The 'fair value' of non-current assets and borrowings was estimated by discounting expected cash flows from principal and interest, according to the terms and the due dates of each agreement,and using the market interest curve at the balance sheet date, as adjusted for the effects of DVA (Debit Value Adjustment) and the CVA (Credit Value Adjustment).
The 'fair value' of "Interest Rate Swap" (IRS) derivatives was estimated by discounting expected cash flows, according to the terms and the due dates of each derivative agreement and its underlying, and using the market interest curve at the balance sheet date, as adjusted for the effects of DVA (Debit Value Adjustment) and the CVA (Credit Value Adjustment).

_ _ _ _ _ _ _

• Directions for this task: In the fair value excerpt, how would you translate this sentence into Spanish: "The 'fair value' of "Interest Rate Swap" (IRS) derivatives was estimated by discounting expected cash flows, according to the terms and the due dates of each derivative agreement and its underlying, and using the market interest curve at the balance sheet date, as adjusted for the effects of DVA (Debit Value Adjustment) and the CVA (Credit Value Adjustment)."?

(Raw records)

_ _ _ _ _ _ _

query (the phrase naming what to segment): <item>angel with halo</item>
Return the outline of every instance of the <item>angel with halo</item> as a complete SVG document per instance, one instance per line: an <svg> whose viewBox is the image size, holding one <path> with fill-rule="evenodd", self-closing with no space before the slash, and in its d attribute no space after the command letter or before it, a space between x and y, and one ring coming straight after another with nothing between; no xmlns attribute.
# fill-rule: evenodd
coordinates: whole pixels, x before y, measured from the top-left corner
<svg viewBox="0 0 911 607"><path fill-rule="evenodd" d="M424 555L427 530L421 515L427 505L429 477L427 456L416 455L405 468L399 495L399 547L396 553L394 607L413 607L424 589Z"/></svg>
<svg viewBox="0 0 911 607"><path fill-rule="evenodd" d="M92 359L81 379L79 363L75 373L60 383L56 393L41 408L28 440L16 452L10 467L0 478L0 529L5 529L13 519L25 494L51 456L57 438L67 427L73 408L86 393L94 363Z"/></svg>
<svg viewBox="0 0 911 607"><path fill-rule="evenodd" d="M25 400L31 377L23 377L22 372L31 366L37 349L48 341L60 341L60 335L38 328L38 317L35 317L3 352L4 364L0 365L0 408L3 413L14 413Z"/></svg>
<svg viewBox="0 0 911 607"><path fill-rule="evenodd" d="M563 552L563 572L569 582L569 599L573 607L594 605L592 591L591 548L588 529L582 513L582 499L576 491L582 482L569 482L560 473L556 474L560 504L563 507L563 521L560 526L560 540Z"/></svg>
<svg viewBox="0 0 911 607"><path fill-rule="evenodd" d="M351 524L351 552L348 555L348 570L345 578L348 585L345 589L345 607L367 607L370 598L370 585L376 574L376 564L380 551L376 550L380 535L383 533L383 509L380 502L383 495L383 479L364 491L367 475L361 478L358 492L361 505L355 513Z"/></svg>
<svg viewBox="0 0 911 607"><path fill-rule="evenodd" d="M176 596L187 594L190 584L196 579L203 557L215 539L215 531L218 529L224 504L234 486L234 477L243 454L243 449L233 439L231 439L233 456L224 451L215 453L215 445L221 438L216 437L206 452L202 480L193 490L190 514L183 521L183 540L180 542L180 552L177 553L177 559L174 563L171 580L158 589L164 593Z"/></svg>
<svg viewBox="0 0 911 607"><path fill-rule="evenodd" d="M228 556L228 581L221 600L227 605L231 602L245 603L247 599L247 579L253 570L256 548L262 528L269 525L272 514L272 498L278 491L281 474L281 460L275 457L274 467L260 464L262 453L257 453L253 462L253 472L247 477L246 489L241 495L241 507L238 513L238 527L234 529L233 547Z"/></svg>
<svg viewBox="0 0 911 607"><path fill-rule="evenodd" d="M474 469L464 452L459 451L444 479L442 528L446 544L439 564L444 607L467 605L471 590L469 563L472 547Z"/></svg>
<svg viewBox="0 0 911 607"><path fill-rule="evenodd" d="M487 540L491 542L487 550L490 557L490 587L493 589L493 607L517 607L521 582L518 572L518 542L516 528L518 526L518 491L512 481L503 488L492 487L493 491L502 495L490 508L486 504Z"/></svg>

_ _ _ _ _ _ _

• Exercise solution: El «valor razonable» de los derivados «Interest Rate Swap» (IRS) se estimó descontando los flujos de caja esperados, según los términos y las fechas de vencimiento de cada contrato de derivados y de su subyacente, y utilizando la curva de tipos de interés de mercado a la fecha del balance, ajustada por los efectos del DVA (Debit Value Adjustment) y del CVA (Credit Value Adjustment).